* Begin THE INPUT *
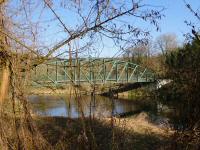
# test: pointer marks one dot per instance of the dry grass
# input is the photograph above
(124, 134)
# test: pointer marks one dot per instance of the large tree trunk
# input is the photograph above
(3, 58)
(4, 83)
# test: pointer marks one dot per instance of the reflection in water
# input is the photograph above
(69, 107)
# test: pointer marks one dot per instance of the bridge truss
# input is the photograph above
(91, 70)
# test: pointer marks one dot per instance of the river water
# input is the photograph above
(71, 107)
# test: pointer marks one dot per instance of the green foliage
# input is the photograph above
(184, 69)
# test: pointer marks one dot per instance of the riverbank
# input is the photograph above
(135, 132)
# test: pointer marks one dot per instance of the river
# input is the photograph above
(66, 106)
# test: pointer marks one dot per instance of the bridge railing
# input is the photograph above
(93, 71)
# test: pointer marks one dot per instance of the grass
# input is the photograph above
(128, 133)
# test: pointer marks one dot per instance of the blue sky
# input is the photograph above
(175, 14)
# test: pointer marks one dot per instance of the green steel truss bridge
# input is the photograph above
(90, 70)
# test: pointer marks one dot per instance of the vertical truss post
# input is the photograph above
(127, 65)
(47, 70)
(104, 71)
(65, 77)
(116, 72)
(35, 70)
(79, 71)
(90, 70)
(56, 71)
(74, 67)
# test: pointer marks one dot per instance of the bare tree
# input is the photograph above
(34, 28)
(166, 43)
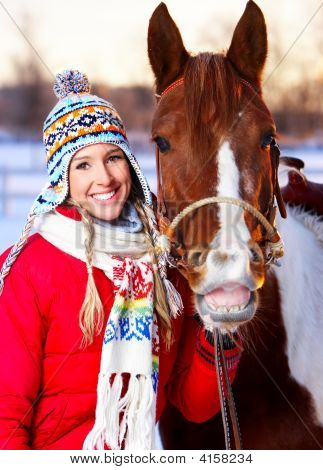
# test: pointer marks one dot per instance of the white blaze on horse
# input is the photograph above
(216, 139)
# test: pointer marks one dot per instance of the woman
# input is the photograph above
(85, 299)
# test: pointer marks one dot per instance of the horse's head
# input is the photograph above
(216, 137)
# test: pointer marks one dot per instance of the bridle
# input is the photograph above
(272, 243)
(272, 246)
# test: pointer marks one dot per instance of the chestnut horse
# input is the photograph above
(216, 137)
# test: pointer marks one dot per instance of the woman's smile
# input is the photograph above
(100, 180)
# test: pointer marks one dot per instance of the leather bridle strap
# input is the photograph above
(274, 243)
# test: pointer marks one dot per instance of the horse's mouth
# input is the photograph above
(238, 305)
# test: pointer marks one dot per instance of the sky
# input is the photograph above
(107, 39)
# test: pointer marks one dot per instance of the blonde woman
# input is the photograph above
(90, 324)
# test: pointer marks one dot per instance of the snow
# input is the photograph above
(23, 174)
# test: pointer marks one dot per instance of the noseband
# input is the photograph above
(273, 244)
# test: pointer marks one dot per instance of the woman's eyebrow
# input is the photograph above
(89, 156)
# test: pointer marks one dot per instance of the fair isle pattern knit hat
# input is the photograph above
(79, 119)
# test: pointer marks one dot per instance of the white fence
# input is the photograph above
(23, 175)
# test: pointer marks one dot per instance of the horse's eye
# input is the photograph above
(162, 143)
(267, 141)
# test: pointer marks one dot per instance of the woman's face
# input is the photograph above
(99, 179)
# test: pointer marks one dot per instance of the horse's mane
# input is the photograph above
(212, 95)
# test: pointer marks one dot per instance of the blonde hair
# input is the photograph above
(91, 315)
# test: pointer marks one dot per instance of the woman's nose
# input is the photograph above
(103, 176)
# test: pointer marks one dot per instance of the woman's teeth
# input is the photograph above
(104, 197)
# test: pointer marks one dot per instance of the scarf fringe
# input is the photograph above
(126, 422)
(174, 299)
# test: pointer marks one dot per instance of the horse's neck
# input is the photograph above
(301, 290)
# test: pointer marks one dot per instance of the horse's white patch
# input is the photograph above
(233, 234)
(301, 287)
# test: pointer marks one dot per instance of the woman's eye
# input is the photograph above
(114, 158)
(82, 166)
(267, 141)
(162, 144)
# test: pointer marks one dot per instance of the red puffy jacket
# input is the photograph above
(48, 384)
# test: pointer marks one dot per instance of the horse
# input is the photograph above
(216, 137)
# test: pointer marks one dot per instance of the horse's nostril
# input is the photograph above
(197, 258)
(256, 255)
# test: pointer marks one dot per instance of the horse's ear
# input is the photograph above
(166, 50)
(248, 49)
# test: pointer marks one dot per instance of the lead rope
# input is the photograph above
(225, 384)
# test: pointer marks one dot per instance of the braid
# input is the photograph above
(161, 303)
(16, 249)
(91, 313)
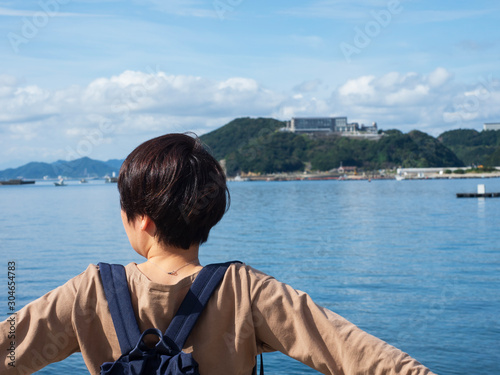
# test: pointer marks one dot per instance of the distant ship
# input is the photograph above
(17, 182)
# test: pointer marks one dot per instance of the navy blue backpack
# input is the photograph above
(166, 357)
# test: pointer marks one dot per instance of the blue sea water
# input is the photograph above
(406, 261)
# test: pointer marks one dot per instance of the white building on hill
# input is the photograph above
(492, 126)
(327, 125)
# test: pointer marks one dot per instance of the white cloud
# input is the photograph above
(111, 112)
(51, 11)
(185, 8)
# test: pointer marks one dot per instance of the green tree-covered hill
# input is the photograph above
(473, 147)
(260, 145)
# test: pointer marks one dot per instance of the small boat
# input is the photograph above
(60, 183)
(17, 182)
(108, 179)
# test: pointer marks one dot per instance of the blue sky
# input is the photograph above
(96, 78)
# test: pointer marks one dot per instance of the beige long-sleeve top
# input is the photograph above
(248, 314)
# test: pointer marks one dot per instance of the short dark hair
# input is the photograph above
(175, 181)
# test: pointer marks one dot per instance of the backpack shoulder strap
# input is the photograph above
(114, 281)
(193, 304)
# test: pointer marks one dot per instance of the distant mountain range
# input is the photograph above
(83, 167)
(259, 145)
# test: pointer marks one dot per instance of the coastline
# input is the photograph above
(361, 177)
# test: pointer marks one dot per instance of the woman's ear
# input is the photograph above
(147, 224)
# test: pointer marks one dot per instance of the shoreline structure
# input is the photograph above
(401, 174)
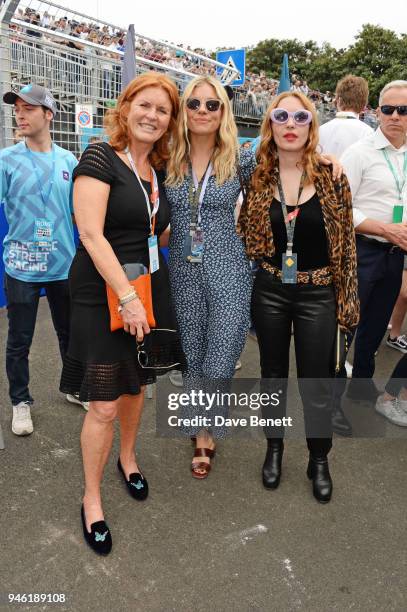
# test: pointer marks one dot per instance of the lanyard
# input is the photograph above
(155, 196)
(197, 193)
(290, 218)
(44, 196)
(400, 185)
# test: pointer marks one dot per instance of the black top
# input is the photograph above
(126, 223)
(310, 242)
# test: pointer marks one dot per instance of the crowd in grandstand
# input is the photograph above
(253, 97)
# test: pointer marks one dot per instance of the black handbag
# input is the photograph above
(155, 351)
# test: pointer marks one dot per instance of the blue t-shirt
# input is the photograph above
(27, 256)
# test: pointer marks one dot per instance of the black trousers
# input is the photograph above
(398, 379)
(380, 271)
(311, 310)
(22, 305)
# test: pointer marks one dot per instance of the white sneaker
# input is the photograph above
(402, 404)
(22, 424)
(399, 343)
(74, 399)
(176, 378)
(391, 410)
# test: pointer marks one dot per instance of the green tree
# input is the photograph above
(378, 54)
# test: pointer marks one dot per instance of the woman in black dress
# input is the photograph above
(117, 210)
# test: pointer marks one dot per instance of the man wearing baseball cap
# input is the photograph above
(36, 188)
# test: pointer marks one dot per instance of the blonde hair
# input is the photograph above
(267, 155)
(226, 146)
(115, 121)
(399, 84)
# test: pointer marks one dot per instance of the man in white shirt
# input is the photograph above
(351, 97)
(377, 171)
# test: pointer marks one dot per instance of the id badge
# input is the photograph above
(289, 268)
(43, 232)
(153, 253)
(398, 213)
(197, 245)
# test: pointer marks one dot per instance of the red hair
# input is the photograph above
(115, 121)
(267, 156)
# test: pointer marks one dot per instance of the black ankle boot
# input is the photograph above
(272, 463)
(318, 472)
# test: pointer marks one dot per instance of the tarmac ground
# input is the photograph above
(224, 544)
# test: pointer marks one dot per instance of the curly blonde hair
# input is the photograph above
(226, 147)
(115, 121)
(267, 155)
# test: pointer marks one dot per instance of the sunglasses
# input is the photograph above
(389, 110)
(211, 105)
(281, 116)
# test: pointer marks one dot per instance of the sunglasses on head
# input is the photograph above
(211, 105)
(387, 109)
(280, 115)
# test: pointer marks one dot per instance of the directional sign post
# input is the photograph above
(235, 59)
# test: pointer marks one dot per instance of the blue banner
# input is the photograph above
(235, 59)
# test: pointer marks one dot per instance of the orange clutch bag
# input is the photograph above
(142, 285)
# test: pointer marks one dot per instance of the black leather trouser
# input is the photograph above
(311, 310)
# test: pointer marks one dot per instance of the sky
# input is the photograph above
(241, 23)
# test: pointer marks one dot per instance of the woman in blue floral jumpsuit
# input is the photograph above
(211, 298)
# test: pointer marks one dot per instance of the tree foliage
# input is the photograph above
(378, 54)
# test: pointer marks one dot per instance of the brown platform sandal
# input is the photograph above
(202, 465)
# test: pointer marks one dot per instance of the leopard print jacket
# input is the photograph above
(336, 201)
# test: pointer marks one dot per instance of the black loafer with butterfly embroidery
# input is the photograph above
(99, 538)
(137, 485)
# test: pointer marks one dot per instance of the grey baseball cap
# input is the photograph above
(33, 94)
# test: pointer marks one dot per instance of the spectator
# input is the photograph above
(351, 98)
(376, 168)
(39, 246)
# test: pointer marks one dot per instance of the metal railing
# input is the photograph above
(89, 75)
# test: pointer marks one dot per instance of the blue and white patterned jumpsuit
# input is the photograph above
(212, 298)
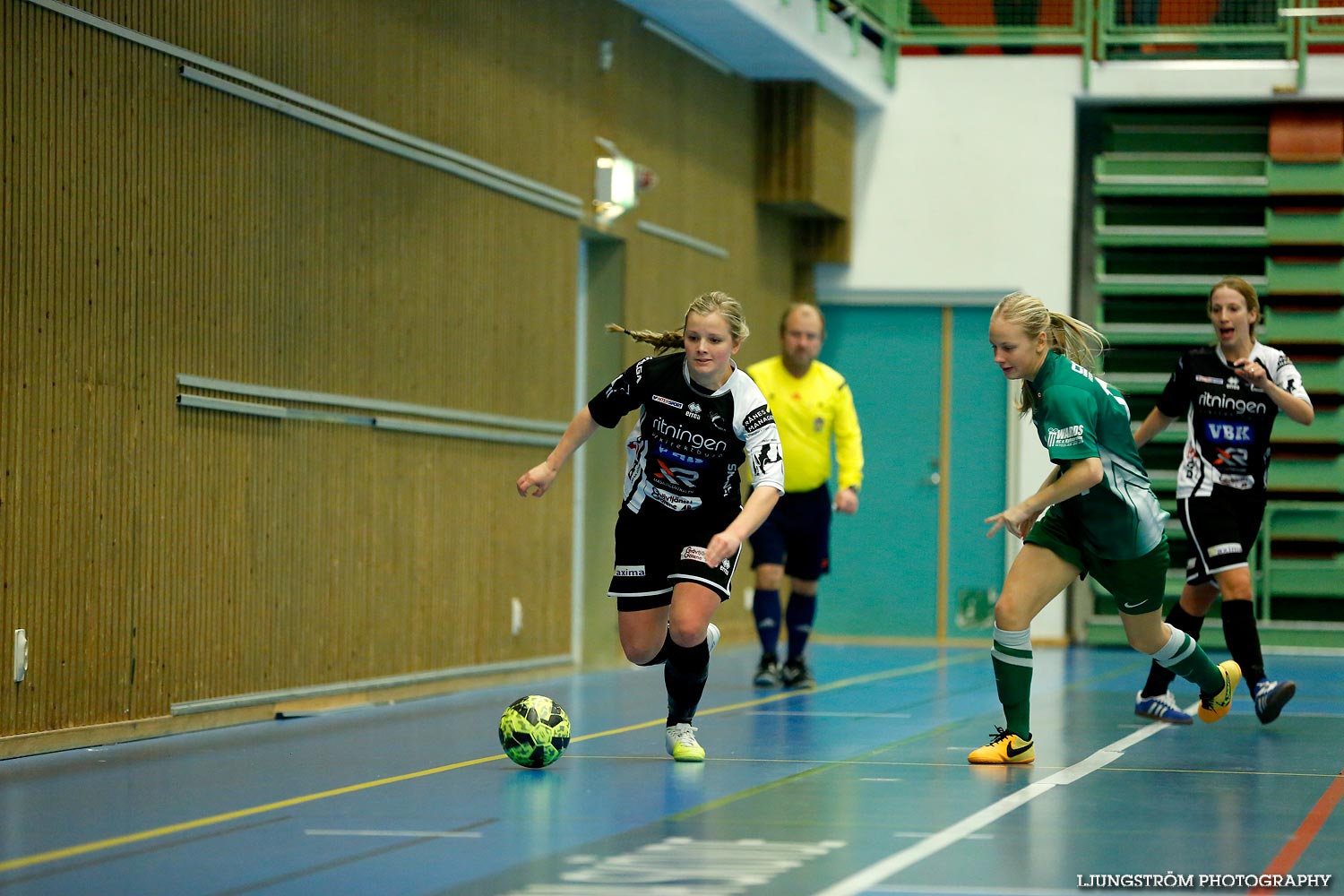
* End THE INPUT *
● DIRECTION:
Copy out word for word the part of the items that opens with the line containing "# test: pointer marks one dot per instance of the metal" and runs through the end of the items, including both ends. Leave any pictures out of your answer.

● FINISHED ANSWER:
# test: pointer marks one dot per instance of the metal railing
# input is the photograph above
(89, 75)
# test: pointer marks one dot per instance of the blue and white patterned jumpsuit
# input is the photograph above
(212, 298)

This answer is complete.